:: Extract provided ::

SEC. 114. Performance accountability system.

Section 136 is amended—

(1) in subsection (b)—

(A) by amending paragraphs (1) and (2) to read as follows:

“(1) IN GENERAL.—For each State, the State performance measures shall consist of—

“(A) (i) the core indicators of performance described in paragraph (2)(A); and

“(ii) additional indicators of performance (if any) identified by the State under paragraph (2)(C); and

“(B) a State adjusted level of performance for each indicator described in subparagraph (A).

“(2) INDICATORS OF PERFORMANCE.—

“(A) CORE INDICATORS OF PERFORMANCE.—

“(i) IN GENERAL.—The core indicators of performance for the program of employment and training activities authorized under section 134, the program of adult education and literacy activities authorized under title II, and the program authorized under title I of the Rehabilitation Act of 1973 (29 U.S.C. 720 et seq.), other than section 112 or part C of that title (29 U.S.C. 732, 741), shall consist of—

“(I) the percentage of program participants who are employed during the first or second full calendar quarter after exit from the program;

“(II) the percentage of program participants who are employed during the 2 full calendar quarters subsequent to the earliest full calendar quarter during which the participant was employed as described in subclause (I);

“(III) the median earnings of program participants who are employed during the 2 subsequent full calendar quarters described in subclause (II); and

“(IV) the percentage of program participants who obtain a recognized postsecondary credential, or a secondary school diploma or its recognized equivalent (subject to clause (iii)), during participation in or within 1 year after exit from program.

:: Supplied records ::
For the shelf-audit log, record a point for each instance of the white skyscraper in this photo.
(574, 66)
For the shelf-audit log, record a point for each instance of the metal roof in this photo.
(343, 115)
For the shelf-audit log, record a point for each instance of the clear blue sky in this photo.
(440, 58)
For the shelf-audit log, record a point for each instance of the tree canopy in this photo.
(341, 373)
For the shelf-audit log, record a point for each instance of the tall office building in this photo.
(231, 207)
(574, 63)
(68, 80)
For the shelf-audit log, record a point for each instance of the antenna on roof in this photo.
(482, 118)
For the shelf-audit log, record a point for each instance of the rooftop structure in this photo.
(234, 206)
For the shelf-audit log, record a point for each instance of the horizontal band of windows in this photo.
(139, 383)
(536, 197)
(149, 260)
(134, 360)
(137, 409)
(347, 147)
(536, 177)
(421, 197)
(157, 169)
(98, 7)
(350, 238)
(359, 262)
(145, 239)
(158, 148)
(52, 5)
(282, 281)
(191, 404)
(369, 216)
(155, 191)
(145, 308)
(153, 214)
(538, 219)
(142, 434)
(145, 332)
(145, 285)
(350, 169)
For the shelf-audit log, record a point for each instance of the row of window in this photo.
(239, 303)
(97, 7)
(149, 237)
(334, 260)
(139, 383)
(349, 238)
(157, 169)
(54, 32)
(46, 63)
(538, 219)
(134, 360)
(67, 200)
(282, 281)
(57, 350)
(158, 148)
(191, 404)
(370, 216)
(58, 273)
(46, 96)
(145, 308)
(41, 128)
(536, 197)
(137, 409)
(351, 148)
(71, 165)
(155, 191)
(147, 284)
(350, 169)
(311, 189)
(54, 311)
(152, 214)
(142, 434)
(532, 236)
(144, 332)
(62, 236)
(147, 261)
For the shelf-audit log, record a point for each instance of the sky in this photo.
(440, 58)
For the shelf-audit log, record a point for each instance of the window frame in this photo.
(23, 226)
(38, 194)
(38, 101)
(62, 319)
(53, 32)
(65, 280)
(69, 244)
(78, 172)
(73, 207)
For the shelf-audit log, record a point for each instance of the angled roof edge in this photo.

:: Tasks to carry out ::
a - Quote the performance accountability section word for word, starting at "Section 136 is" and ending at "in subparagraph (A).".
b - Summarize the performance accountability section in two sentences.
c - Please list the core indicators of performance given in the performance accountability section.
The lines after the text are separate material.

:: List of solutions ::
a -
Section 136 is amended—

(1) in subsection (b)—

(A) by amending paragraphs (1) and (2) to read as follows:

“(1) IN GENERAL.—For each State, the State performance measures shall consist of—

“(A) (i) the core indicators of performance described in paragraph (2)(A); and

“(ii) additional indicators of performance (if any) identified by the State under paragraph (2)(C); and

“(B) a State adjusted level of performance for each indicator described in subparagraph (A).

b - Section 114 amends section 136(b) so that each State's performance measures consist of the core indicators of performance, any additional indicators the State identifies, and a State adjusted level of performance for each indicator. For the covered programs, the core indicators are the percentage of participants employed in the first or second full calendar quarter after exit, the percentage employed during the 2 full calendar quarters after the earliest quarter of that employment, the median earnings of those participants during those 2 quarters, and the percentage who obtain a recognized postsecondary credential or a secondary school diploma or its recognized equivalent during participation or within 1 year after exit.

c -
- The percentage of program participants who are employed during the first or second full calendar quarter after exit from the program
- The percentage of program participants who are employed during the 2 full calendar quarters after the earliest full calendar quarter in which the participant was employed as described in subclause (I)
- The median earnings of program participants who are employed during those 2 subsequent full calendar quarters
- The percentage of program participants who obtain a recognized postsecondary credential, or a secondary school diploma or its recognized equivalent, during participation in or within 1 year after exit from the program